— Start RECORDS TO USE —
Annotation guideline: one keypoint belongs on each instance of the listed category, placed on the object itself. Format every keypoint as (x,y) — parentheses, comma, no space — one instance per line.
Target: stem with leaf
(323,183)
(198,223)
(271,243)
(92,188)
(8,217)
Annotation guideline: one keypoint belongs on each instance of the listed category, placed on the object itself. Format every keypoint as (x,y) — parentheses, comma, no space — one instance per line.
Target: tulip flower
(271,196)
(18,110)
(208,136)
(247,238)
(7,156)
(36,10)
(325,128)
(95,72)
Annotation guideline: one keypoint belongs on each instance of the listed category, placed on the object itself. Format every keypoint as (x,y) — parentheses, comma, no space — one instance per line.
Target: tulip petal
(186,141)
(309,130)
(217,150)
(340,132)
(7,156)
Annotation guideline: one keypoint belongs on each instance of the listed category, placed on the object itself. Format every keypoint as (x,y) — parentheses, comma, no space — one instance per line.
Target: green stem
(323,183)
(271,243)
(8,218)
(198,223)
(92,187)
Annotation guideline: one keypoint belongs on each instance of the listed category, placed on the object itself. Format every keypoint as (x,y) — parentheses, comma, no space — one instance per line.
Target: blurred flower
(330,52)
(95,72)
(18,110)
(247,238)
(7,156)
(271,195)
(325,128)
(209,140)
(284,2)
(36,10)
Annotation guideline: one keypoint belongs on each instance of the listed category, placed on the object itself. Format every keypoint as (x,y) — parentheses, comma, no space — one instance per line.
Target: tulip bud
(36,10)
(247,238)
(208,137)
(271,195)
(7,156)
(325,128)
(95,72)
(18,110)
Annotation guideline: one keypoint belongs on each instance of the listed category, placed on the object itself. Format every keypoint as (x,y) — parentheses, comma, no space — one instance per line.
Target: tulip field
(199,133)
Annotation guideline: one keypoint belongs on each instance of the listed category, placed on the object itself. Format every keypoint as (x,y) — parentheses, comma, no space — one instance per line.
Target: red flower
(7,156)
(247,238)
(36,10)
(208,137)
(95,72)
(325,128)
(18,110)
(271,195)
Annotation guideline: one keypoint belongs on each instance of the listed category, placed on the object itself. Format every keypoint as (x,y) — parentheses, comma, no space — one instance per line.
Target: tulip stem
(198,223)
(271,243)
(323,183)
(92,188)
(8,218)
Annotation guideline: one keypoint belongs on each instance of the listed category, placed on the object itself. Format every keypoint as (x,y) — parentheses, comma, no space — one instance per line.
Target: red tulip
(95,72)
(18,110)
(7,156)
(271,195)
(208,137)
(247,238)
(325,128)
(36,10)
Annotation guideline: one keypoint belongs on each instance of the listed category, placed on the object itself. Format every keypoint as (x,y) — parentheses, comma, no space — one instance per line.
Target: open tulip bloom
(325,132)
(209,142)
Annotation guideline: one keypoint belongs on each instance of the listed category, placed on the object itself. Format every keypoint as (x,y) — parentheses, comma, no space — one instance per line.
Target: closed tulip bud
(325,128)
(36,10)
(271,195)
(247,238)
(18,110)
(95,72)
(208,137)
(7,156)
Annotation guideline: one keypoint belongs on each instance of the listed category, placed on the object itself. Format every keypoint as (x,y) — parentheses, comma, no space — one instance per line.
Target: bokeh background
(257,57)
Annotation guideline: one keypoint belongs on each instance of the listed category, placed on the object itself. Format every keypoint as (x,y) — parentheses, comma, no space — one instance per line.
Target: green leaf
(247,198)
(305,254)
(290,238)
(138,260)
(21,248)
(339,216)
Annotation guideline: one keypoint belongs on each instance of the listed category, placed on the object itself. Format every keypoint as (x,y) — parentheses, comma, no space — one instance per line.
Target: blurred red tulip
— End RECORDS TO USE —
# WORK REQUIRED:
Retype the data in full and match it exactly.

# RESPONSE BELOW:
Annotation guideline: one keypoint belongs on each instance of the listed category, placed on the object itself. Format every keypoint as (x,y) — parentheses, comma, no space — one instance per line.
Target: stem with leaf
(323,183)
(198,223)
(271,243)
(92,188)
(8,217)
Annotation guideline: one keypoint belongs on each instance of the listed category, placed on the object itself. Format every keypoint as (x,y) — parentheses, comma, no space — one instance per line.
Target: tulip flower
(271,196)
(18,110)
(208,136)
(247,238)
(7,156)
(36,10)
(325,128)
(95,72)
Annotation guideline: one keypoint belongs on each instance of the listed category, placed on the object itself. Format every keypoint as (x,y) — parentheses, comma, no space — one instance per line.
Target: tulip petal
(186,141)
(309,130)
(217,150)
(340,132)
(7,156)
Annotation guideline: one keypoint belongs on each instance of the listed category, placed on the object itself. Format every keypoint as (x,y) — parentheses, comma, no space — one instance per line.
Target: green stem
(323,183)
(271,243)
(8,218)
(198,223)
(92,187)
Annotation guideline: one keypoint belongs on each instance of the listed category, placed on the object itself. Format every keypoint as (x,y) — parentheses, comma, no space — one instance per line.
Target: blurred flower
(330,52)
(95,72)
(18,110)
(247,238)
(7,156)
(271,195)
(325,128)
(209,140)
(284,2)
(36,10)
Annotation guideline: one keypoint belongs on each instance of the listed category, placed on the object itself. Format every keypoint as (x,y) — parentheses, comma, no space — one instance per line.
Target: tulip bud
(36,10)
(247,238)
(208,137)
(271,195)
(7,156)
(325,128)
(95,72)
(18,110)
Annotation guideline: one keypoint belongs on each instance of the listed category, placed on the object itself. Format every keypoint as (x,y) — parentheses, comma, no space — one instance per line.
Target: tulip field
(199,133)
Annotation guideline: one keypoint belongs on each instance of the listed category, placed on the object itself. Format every keypoint as (x,y) — parentheses, comma, no space — one instance per line.
Target: red flower
(7,156)
(247,238)
(36,10)
(208,137)
(95,72)
(325,128)
(18,110)
(271,195)
Annotation guideline: one keypoint belongs on each instance of the listed category, placed on the object itself. Format every keypoint as (x,y) — parentheses, comma, no space — one instance per line.
Target: tulip stem
(198,223)
(271,243)
(323,183)
(92,188)
(8,218)
Annotation guideline: one keypoint belongs on each instance of the listed category, placed on the object itself. Format every keypoint as (x,y) — parentheses, comma, no space — one instance per line.
Target: red tulip
(95,72)
(18,110)
(7,156)
(271,195)
(208,137)
(247,238)
(325,128)
(36,10)
Annotation guideline: one keypoint belongs on each instance of the listed category, placed on the object itself. Format every keypoint as (x,y) — parentheses, comma, no space — one instance per line.
Target: open tulip bloom
(325,132)
(209,142)
Annotation guideline: one keypoint belongs on each instance of the listed category, placed on the object itself. Format every keypoint as (x,y) — parentheses, comma, no space — one instance per line.
Target: closed tulip bud
(325,128)
(36,10)
(271,195)
(247,238)
(18,110)
(95,72)
(208,137)
(7,156)
Annotation guideline: one keypoint belongs on each instance of the listed category, placed on the object itself. Format every keypoint as (x,y) — parentheses, comma, no space — one instance per line.
Target: bokeh background
(257,57)
Annotation guideline: one keypoint belongs on each instance of the listed category, placed on the object itself. Format every keypoint as (x,y) — parentheses, comma, no space — one instance per line.
Target: green leaf
(247,198)
(305,254)
(290,238)
(138,260)
(21,248)
(339,216)
Annotation guideline: one keypoint belongs on each instance of the listed category, placed on the object itself. Format every keypoint as (x,y) — parentheses, comma, no space — one instance per line.
Target: blurred red tulip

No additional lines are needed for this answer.